DOCUMENT EXCERPT:
March 27, 2012

Carpal Tunnel

I started having carpal tunnel symptoms in high school. I played piano my whole life, but seriously for over ten years, until I went to college.  During college breaks I worked at Subway, which wreaked havoc on my wrists.  Taking notes furiously in college sure didn't help things. 

Somewhere during that time, I saw a specialist who gave me some wrist braces, prescribed me Aleve, and sent me on my way. 

Brilliant girl that I am, I took up crocheting. 

After graduating, my job required a lot of computer time which really seemed to cause a progression.  (If I'm going to be honest, I am of the computer/internet generation, so I've always spent quite a bit of time on the computer.)

Interestingly, the aforementioned job was SUPER high-stress.  And so was my next one (five choleric women in one room?  Yeah.)  But then I got to be a stay-at-home mom.  Not that it's not stressful, but it's a different kind of stress than that of the workplace. 

In July 2005, between the first and second jobs, I had carpal tunnel surgery on my right wrist.  Ugh, I remember waking up during surgery, barely being able to squeak out to the anesthesiologist that I needed more pain meds.  Yikes.

Oh, boy, the few weeks around my surgery was nuts.  My mom flew out to Virginia to help me with the surgery.  I had to MOVE into a new apartment right before surgery and I still had to unpack after my surgery, but I wasn't able to do much because it hurt. 

Since then, my right wrist has always been better than my left and rarely bothers me, except during pregnancy. During my pregnancies (May 2006-January 2007 and April 2009-January 2010), my carpal tunnel was much worse, even in my right.

STTM reports carpal tunnel symptoms in thyroid patients.  I have to wonder how many thyroid patients deal with serious carpal tunnel issues, and how much of this is directly related to their thyroid dysfunction?  I'll probably never know, but I'm curious.

DATA SHOWN:
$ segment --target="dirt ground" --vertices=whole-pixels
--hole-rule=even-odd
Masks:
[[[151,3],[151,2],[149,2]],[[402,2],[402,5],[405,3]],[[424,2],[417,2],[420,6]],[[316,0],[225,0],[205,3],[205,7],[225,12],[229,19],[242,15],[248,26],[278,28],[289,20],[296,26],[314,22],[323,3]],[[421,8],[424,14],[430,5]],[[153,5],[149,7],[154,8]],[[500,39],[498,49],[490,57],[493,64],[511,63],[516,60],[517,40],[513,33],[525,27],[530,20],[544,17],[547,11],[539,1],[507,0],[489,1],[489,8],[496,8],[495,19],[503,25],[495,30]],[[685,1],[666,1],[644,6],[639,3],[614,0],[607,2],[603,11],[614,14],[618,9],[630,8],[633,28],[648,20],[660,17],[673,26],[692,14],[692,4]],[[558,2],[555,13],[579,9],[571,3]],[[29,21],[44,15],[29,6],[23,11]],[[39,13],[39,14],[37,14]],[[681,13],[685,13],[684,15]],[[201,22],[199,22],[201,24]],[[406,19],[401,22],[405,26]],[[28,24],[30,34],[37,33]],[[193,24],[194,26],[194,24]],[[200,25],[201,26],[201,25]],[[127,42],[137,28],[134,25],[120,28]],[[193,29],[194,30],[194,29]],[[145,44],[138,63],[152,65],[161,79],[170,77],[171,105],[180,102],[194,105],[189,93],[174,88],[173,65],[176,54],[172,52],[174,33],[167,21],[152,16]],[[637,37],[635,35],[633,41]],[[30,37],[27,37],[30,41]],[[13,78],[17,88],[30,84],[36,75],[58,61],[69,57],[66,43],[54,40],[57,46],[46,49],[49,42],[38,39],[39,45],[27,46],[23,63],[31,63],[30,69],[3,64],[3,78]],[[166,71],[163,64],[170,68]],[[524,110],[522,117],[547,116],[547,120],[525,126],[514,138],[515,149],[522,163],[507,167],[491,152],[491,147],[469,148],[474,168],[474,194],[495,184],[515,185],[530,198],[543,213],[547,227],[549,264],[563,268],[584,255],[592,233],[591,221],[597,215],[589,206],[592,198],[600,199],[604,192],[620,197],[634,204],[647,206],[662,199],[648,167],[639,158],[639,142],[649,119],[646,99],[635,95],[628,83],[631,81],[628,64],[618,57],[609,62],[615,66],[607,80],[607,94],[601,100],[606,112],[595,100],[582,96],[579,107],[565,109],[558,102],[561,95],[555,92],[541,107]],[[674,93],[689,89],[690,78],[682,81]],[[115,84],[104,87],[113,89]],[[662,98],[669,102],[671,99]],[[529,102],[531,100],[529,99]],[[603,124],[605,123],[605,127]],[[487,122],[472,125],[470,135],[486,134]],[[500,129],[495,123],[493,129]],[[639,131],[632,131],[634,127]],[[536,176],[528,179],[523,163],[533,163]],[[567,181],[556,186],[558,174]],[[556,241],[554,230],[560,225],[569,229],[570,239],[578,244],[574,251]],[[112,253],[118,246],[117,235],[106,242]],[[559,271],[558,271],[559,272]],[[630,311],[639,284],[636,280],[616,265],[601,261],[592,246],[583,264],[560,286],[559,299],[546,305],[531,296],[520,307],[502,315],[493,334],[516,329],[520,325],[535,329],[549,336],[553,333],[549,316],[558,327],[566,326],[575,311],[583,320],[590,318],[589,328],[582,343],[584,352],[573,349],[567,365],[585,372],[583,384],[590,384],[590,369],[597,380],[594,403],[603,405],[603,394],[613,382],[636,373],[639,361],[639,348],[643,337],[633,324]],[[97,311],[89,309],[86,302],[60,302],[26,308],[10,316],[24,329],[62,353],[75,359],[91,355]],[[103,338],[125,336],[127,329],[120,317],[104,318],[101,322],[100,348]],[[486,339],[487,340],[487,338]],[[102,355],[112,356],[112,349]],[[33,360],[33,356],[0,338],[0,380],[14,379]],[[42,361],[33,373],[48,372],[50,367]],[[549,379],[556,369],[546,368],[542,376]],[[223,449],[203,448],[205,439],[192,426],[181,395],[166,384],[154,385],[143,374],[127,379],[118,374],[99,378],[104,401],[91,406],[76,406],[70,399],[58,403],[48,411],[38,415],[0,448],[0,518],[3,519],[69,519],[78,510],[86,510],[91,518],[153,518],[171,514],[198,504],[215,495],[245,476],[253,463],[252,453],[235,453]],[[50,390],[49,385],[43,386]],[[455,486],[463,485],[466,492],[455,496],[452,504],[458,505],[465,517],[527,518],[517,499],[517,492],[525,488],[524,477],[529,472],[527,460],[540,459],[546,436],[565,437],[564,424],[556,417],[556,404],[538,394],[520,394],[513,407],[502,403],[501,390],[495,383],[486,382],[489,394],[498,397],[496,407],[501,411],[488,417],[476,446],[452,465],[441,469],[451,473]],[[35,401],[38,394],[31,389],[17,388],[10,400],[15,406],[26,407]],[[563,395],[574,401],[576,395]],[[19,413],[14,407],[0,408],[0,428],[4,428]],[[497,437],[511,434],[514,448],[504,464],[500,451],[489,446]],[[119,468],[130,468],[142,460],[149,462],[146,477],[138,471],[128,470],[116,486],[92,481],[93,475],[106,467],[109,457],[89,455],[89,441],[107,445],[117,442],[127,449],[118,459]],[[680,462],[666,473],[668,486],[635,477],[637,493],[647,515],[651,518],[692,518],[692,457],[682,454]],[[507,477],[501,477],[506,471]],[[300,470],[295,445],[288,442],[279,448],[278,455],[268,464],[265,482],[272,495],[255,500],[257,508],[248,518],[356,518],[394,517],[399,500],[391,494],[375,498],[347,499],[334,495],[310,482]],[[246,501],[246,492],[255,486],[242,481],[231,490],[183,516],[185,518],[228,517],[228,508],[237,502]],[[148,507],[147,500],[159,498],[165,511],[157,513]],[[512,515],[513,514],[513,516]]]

REQUIRED ACTION A:
Reproduce the passage of the carpal tunnel post from "Somewhere during that" to "pain meds.  Yikes.".
REQUIRED ACTION B:
According to the carpal tunnel post, when did the writer have surgery on the right wrist?

YOUR SOLUTION A:
Somewhere during that time, I saw a specialist who gave me some wrist braces, prescribed me Aleve, and sent me on my way. 

Brilliant girl that I am, I took up crocheting. 

After graduating, my job required a lot of computer time which really seemed to cause a progression.  (If I'm going to be honest, I am of the computer/internet generation, so I've always spent quite a bit of time on the computer.)

Interestingly, the aforementioned job was SUPER high-stress.  And so was my next one (five choleric women in one room?  Yeah.)  But then I got to be a stay-at-home mom.  Not that it's not stressful, but it's a different kind of stress than that of the workplace. 

In July 2005, between the first and second jobs, I had carpal tunnel surgery on my right wrist.  Ugh, I remember waking up during surgery, barely being able to squeak out to the anesthesiologist that I needed more pain meds.  Yikes.

YOUR SOLUTION B:
July 2005